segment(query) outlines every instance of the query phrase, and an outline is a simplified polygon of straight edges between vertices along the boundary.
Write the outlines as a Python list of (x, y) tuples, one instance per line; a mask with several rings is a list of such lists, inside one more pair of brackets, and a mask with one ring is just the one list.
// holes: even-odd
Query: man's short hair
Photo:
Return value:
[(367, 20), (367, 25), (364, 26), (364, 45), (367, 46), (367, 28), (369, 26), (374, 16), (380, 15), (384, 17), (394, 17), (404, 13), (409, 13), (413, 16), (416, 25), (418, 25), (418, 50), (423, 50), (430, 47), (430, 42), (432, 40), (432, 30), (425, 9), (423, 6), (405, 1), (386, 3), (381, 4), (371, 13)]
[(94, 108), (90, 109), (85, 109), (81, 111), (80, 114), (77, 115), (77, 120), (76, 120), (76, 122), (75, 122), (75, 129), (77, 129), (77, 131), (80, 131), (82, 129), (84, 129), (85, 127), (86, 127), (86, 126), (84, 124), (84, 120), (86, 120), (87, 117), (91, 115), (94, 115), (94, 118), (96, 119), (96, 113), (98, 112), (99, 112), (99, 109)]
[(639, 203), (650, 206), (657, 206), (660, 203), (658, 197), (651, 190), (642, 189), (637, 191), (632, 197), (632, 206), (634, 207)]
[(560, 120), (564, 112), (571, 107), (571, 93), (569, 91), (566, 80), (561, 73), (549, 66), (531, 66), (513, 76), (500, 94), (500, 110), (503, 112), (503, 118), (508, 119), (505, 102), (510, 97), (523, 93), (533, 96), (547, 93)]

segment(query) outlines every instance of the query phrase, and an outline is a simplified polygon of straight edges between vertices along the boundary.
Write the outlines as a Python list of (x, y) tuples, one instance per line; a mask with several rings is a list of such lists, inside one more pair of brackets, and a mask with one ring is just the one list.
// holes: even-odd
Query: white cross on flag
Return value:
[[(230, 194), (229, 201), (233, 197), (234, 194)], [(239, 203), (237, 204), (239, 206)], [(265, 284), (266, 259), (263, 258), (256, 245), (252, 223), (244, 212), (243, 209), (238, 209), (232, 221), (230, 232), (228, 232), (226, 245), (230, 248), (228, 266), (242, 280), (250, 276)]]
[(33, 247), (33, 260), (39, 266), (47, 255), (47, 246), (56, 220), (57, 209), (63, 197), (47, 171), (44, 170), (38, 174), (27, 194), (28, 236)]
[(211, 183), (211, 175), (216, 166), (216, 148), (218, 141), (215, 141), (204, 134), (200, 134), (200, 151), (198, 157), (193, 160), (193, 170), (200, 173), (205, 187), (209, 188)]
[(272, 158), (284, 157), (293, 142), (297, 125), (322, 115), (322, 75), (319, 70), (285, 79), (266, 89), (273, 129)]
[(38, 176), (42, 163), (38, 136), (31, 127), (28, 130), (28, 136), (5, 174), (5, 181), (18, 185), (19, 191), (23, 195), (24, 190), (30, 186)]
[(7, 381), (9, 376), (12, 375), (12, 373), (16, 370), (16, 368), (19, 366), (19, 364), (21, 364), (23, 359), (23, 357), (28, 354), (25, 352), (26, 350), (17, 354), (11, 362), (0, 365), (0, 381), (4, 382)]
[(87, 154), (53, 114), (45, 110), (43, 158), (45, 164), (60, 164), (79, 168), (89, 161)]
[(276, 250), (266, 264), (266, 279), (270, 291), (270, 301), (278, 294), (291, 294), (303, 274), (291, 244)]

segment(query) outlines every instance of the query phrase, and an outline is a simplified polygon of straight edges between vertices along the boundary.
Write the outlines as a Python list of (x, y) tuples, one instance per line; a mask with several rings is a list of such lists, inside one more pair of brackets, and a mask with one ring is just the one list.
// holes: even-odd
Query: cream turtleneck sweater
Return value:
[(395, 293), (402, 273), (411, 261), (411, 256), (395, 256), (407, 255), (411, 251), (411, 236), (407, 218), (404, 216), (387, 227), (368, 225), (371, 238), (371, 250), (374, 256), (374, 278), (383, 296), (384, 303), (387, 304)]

══════════

**Work to complete**
Switch "Return value" to "Output" throughout the entries above, and write the entries out again with nothing else altered.

**Solution for this problem**
segment(query) outlines every instance of the query phrase, and an outline is a simplified polygon of straight edges between vertices along the boundary.
Write the outlines as a Python list of (x, y) tuples, one instance per line; a mask with several rings is a list of such lists, inside one more pair of brackets, and a mask with one ring is just the one list.
// holes: even-odd
Query: man's short hair
Photo:
Output:
[(367, 20), (367, 25), (364, 26), (364, 45), (367, 46), (367, 28), (369, 26), (374, 16), (380, 15), (384, 17), (394, 17), (404, 13), (409, 13), (413, 16), (416, 25), (418, 25), (418, 50), (423, 50), (430, 47), (430, 42), (432, 40), (432, 30), (425, 9), (423, 6), (405, 1), (386, 3), (381, 4), (371, 13)]
[(94, 108), (90, 109), (85, 109), (81, 111), (80, 114), (77, 115), (77, 120), (76, 120), (76, 122), (75, 122), (75, 129), (77, 129), (77, 131), (80, 131), (82, 129), (84, 129), (85, 127), (86, 127), (86, 126), (84, 124), (84, 120), (86, 120), (87, 117), (91, 115), (94, 115), (94, 118), (96, 119), (96, 113), (98, 112), (99, 112), (99, 109)]
[(639, 203), (650, 206), (657, 206), (660, 203), (658, 197), (651, 190), (642, 189), (637, 191), (632, 197), (632, 206), (634, 207)]
[(560, 120), (564, 112), (571, 107), (571, 93), (569, 91), (566, 80), (561, 73), (549, 66), (531, 66), (513, 76), (500, 94), (500, 110), (503, 112), (503, 118), (508, 119), (505, 102), (510, 97), (523, 93), (533, 96), (547, 93)]

segment(query) outlines every instance of the query phrase, and an outline is a simplified polygon of straight edges between vertices along the boundary.
Write the outlines as a Python list of (x, y) tuples, one instance per line; a mask with several rings is a list of such lists, inside one more pair of brackets, and a mask with one ring is just the one list.
// holes: even-odd
Query: white cross on flag
Output:
[[(230, 194), (229, 201), (233, 197), (234, 194)], [(239, 203), (237, 204), (239, 206)], [(265, 284), (266, 259), (263, 258), (256, 245), (252, 223), (244, 212), (243, 209), (238, 209), (232, 221), (230, 232), (228, 232), (226, 245), (230, 248), (228, 266), (242, 280), (250, 276)]]
[(33, 247), (33, 260), (39, 266), (47, 255), (47, 246), (56, 220), (57, 209), (63, 197), (47, 171), (44, 170), (38, 174), (27, 194), (28, 236)]
[(211, 183), (211, 175), (216, 166), (216, 148), (218, 141), (215, 141), (204, 134), (200, 134), (200, 151), (198, 157), (193, 160), (193, 170), (200, 173), (205, 187), (209, 188)]
[(272, 158), (284, 157), (293, 142), (297, 125), (322, 115), (322, 75), (319, 70), (285, 79), (266, 89), (273, 129)]
[(38, 176), (42, 163), (38, 136), (31, 127), (28, 130), (28, 136), (5, 174), (5, 181), (18, 185), (19, 191), (23, 195), (24, 190), (30, 186)]
[(7, 381), (9, 376), (12, 375), (12, 373), (16, 370), (16, 368), (19, 366), (19, 364), (21, 364), (23, 359), (23, 357), (28, 354), (25, 352), (26, 350), (17, 354), (11, 362), (0, 365), (0, 381), (4, 382)]
[(87, 154), (53, 114), (45, 110), (43, 158), (45, 164), (60, 164), (79, 168), (89, 161)]
[(276, 250), (266, 264), (266, 279), (270, 291), (270, 301), (278, 294), (291, 294), (303, 274), (291, 244)]

segment(query) outlines every instance of the query phrase, and an outline is a simplified polygon of straight edges between vertices along the boundary.
Write the outlines as a Python list of (x, y) tuples, one instance per line; a mask with several rings is a list of such lists, inside one more pair of brackets, and a mask with one ring is just the one list.
// holes: even-odd
Query: cream turtleneck sweater
Output:
[(395, 293), (402, 273), (411, 261), (411, 256), (395, 256), (407, 255), (411, 251), (411, 236), (407, 218), (404, 216), (387, 227), (368, 225), (371, 238), (371, 250), (374, 256), (374, 278), (383, 296), (384, 303), (387, 304)]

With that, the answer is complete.